Work to complete -
A) According to the aesthetic gradients page, why is it usually enough to adjust only the number of optimization steps when personalizing an image?
B) List every aesthetic embedding file that the aesthetic gradients page says was used in the paper.
C) From the aesthetic gradients page, reproduce the part between "In particular, this" and "the generated image.", inclusive.

Supplied passage -
::::

Awesome
Stable Diffusion with Aesthetic Gradients 🎨
This is the codebase for the article Personalizing Text-to-Image Generation via Aesthetic Gradients:
This work proposes aesthetic gradients, a method to personalize a CLIP-conditioned diffusion model by guiding the generative process towards custom aesthetics defined by the user from a set of images. The approach is validated with qualitative and quantitative experiments, using the recent stable diffusion model and several aesthetically-filtered datasets.
In particular, this reposiory allows the user to use the aesthetic gradients technique described in the previous paper to personalize stable diffusion.
tl;dr
With this, you don't have to learn a lot of spells/modifiers to improve the quality of the generated image.
Prerequisites
This is a fork of the original stable-diffusion repository, so the prerequisites are the same as the original repository. In particular, when cloning this repo, install the library as:
pip install -e .
Usage
You can use the same arguments as with the original stable diffusion repository. The script scripts/txt2img.py
has the additional arguments:
--aesthetic_steps
: number of optimization steps when doing the personalization. For a given prompt, it is recommended to start with few steps (2 or 3), and then gradually increase it (trying 5, 10, 15, 20, etc). The greater the value, the more the resulting image will be biased towards the aesthetic embedding.--aesthetic_lr
: learning rate for the aesthetic gradient optimization. The default value is 0.0001. This value almost usually works well enough, so you can just only tune the previous argument.--aesthetic_embedding
: path to the stored pytorch tensor (.pt format) containing the aesthetic embedding. It must be of shape 1x768 (CLIP-L/14 size). See below for computing your own aesthetic embeddings.
In this repository we include all the aesthetic embeddings used in the paper. All of them are in the directory aesthetic_embeddings
:
sac_8plus.pt
laion_7plus.pt
aivazovsky.pt
cloudcore.pt
gloomcore.pt
glowwave.pt
See the paper to see how they were obtained.
In addition, new aesthetic embeddings have been incorporated:
fantasy.pt
: created from https://huggingface.co/datasets/ChristophSchuhmann/improved_aesthetics_6.5plus by filtering only the images with word "fantasy" in the caption. The top 2000 images by score are selected for the embedding.flower_plant.pt
: created from https://huggingface.co/datasets/ChristophSchuhmann/improved_aesthetics_6.5plus by filtering only the images with word "plant", "flower", "floral", "vegetation" or "garden" in the caption. The top 2000 images by score are selected for the embedding.

::::

Dataset content -

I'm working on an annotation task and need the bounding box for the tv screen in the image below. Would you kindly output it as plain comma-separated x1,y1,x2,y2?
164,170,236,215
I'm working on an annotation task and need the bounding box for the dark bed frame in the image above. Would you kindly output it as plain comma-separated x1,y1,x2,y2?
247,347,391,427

::::

Responses by task -
A) The learning rate has a default value of 0.0001, and that value almost always works well enough. So you can leave it alone and tune only the steps argument.

B)
- sac_8plus.pt
- laion_7plus.pt
- aivazovsky.pt
- cloudcore.pt
- gloomcore.pt
- glowwave.pt

C)
In particular, this reposiory allows the user to use the aesthetic gradients technique described in the previous paper to personalize stable diffusion.
tl;dr
With this, you don't have to learn a lot of spells/modifiers to improve the quality of the generated image.